Excerpted records >>
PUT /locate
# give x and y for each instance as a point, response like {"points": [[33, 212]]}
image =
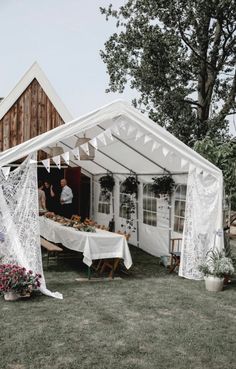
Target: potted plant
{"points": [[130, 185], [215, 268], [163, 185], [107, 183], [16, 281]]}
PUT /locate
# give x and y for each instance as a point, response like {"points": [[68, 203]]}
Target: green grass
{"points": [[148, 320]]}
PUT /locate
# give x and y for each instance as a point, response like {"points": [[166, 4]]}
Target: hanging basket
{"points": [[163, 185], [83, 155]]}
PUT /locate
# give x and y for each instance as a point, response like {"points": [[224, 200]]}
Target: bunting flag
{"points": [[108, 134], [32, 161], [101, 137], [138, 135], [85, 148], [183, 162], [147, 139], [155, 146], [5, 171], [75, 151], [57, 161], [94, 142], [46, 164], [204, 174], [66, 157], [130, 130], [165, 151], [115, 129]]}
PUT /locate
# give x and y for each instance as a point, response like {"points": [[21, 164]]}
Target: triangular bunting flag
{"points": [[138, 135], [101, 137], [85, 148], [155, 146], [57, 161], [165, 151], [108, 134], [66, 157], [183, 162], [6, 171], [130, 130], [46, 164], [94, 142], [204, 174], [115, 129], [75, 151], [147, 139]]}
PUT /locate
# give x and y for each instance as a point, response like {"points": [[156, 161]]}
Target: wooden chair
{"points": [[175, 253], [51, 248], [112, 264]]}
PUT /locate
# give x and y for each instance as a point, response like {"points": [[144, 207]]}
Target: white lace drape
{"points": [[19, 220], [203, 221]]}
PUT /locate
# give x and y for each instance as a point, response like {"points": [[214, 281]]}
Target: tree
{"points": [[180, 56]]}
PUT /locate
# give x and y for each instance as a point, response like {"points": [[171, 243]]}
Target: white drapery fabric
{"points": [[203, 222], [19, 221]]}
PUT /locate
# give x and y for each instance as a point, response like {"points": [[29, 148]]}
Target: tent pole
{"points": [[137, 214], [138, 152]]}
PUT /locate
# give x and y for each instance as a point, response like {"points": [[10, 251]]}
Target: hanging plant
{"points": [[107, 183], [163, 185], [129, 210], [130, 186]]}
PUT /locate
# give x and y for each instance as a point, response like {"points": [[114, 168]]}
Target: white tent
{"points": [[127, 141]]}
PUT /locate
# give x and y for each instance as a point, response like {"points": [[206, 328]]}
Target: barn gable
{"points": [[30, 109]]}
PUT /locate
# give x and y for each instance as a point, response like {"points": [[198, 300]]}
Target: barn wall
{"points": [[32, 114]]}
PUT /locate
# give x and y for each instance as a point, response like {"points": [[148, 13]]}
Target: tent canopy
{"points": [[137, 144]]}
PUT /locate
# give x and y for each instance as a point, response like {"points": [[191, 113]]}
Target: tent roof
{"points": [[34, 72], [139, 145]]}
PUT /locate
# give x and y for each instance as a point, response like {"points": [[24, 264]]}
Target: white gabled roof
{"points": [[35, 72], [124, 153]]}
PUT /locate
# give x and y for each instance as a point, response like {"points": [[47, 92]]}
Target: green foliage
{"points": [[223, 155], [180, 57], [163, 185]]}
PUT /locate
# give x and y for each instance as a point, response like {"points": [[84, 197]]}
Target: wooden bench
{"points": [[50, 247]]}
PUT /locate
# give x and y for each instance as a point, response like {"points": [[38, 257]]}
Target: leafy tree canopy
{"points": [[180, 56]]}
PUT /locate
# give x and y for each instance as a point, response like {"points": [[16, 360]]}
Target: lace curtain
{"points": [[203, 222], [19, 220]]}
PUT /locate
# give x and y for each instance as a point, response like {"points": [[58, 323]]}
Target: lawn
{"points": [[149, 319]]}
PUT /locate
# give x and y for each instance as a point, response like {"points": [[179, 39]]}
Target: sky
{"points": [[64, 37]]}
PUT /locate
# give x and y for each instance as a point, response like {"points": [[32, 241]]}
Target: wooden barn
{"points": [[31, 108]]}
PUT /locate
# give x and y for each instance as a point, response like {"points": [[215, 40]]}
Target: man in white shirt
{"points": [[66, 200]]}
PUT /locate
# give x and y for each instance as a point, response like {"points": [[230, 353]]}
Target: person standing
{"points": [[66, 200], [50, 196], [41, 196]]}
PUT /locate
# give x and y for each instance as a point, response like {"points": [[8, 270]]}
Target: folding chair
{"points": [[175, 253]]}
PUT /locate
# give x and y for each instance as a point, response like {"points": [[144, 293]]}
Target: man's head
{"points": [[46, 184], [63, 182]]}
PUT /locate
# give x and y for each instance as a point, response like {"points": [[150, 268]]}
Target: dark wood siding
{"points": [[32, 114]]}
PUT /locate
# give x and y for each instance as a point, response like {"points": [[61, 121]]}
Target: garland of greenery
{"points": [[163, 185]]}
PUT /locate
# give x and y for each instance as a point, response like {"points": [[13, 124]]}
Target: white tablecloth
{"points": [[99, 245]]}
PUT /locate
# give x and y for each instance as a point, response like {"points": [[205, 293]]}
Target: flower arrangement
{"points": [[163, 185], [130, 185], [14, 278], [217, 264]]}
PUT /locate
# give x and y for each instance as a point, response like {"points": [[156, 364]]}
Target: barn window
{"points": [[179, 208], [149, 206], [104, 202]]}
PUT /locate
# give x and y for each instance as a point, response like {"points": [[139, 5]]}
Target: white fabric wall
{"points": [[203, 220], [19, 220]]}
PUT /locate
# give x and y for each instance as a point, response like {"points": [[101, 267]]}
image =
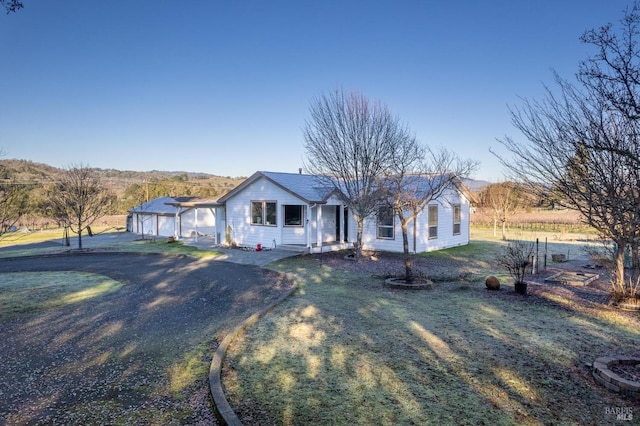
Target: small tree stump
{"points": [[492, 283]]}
---
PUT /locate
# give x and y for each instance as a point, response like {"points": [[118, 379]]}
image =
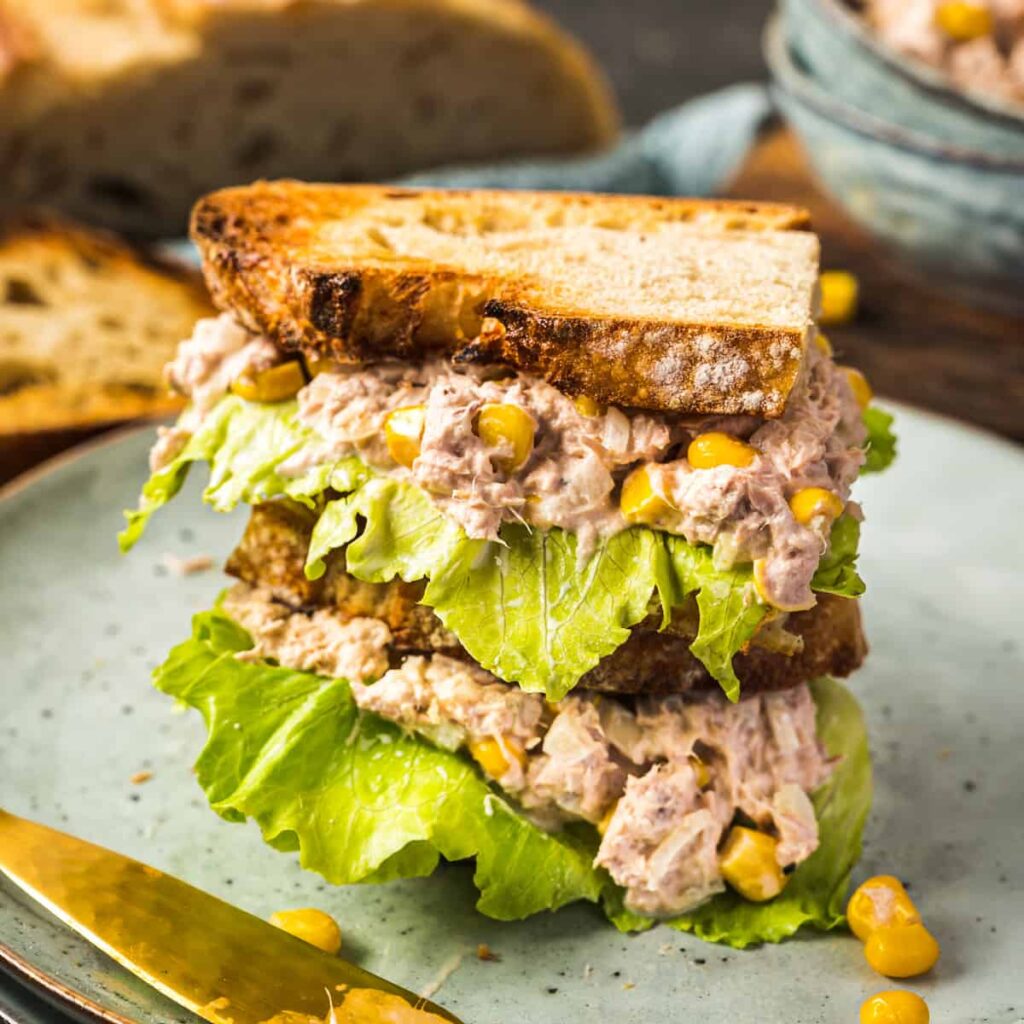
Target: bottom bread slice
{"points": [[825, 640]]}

The request >> From the data above, please pull out every line that contains the word "white".

Solution to the exercise >>
Target: white lace drape
Target: white drapery fabric
Target: white tent
Target: white gabled roof
Target: man in white shirt
Target: white tablecloth
Target: white fabric wall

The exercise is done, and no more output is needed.